### INSTRUCTIONS
a) In the text on Chinese radicals, reproduce the part that opens with the words containing "A radical is" and closes with "under question 4.)", substituting "mistaken belief" for "misconception".
b) According to the text on Chinese radicals, how many radicals does the system in the Shuōwén dictionary contain?

** BEGIN SELECTION **

Recently I wrote about my attempt to learn how to look up Chinese characters. The crux of the process is not terribly complicated, but there are lots and lots and lots of exceptions. I posted a list of “questions for experts” that I couldn’t figure out. It occurred to me later that I personally know a sinologist, namely David Branner. (Branner is also a computer programmer; he describes himself as a “computational lexicographer of Chinese”.) I reached out to him and he graciously answered all my questions. Here are his remarks, verbatim and in full.

  1. Is every character component a radical? In other words, are there character components that are not radicals?

    A radical is a tool in a dictionary for looking up characters. The term is Western, not Chinese; the Chinese term is 部首, “section head.” The name radical embodies the misconception that “section heads” are the etymological roots of characters. In fact, they are often just present for semantic disambiguation of older loangraph usage. (More on this point later, under question 4.)

    Different dictionaries may use steeply diverging sets of radicals. The 214-element system is featured in the Kāngxī zìdiǎn of 1716. The Shuōwén dictionary, dating to about the year 100, uses a system of 540 that is semantically much more sensible — that is, if you already know hundreds and hundreds of characters. Anyone who knows that system well is probably very interesting to talk to. The Shuōwén system actually is a system, with a sort of philosophical order to it.

** END SELECTION **
** BEGIN RECORD EXTRACTS **

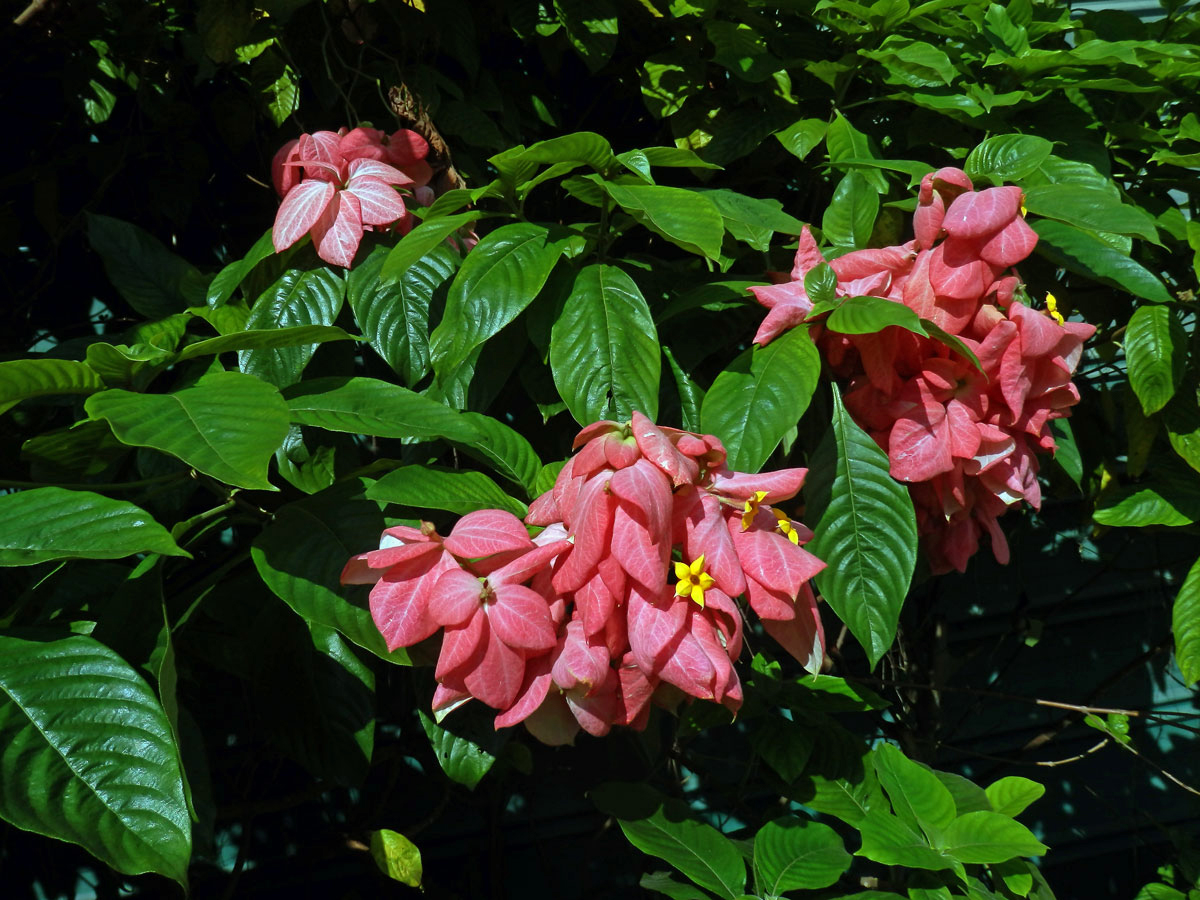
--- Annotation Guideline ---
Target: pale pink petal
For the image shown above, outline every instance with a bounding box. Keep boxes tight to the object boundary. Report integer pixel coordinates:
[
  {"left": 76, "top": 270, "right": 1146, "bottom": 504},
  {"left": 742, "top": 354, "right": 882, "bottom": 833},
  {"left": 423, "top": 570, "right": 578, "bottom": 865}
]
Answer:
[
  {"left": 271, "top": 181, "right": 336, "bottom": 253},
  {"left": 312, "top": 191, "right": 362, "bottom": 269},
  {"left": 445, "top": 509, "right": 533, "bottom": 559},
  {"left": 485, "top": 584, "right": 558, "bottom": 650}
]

** END RECORD EXTRACTS **
** BEGIN RECORD EXTRACTS **

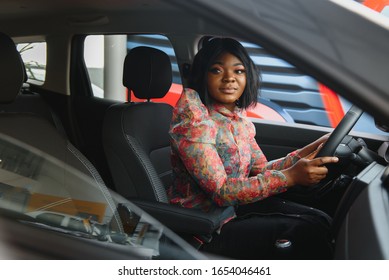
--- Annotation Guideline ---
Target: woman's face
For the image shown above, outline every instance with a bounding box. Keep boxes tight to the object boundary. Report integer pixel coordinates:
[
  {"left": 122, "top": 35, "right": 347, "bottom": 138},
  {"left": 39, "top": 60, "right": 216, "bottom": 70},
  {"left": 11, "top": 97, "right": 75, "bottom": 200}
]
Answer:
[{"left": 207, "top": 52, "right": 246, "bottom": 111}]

** END RECORD EXTRACTS **

### OUTPUTS
a)
A radical is a tool in a dictionary for looking up characters. The term is Western, not Chinese; the Chinese term is 部首, “section head.” The name radical embodies the mistaken belief that “section heads” are the etymological roots of characters. In fact, they are often just present for semantic disambiguation of older loangraph usage. (More on this point later, under question 4.)

b) The Shuōwén dictionary uses a system of 540 radicals.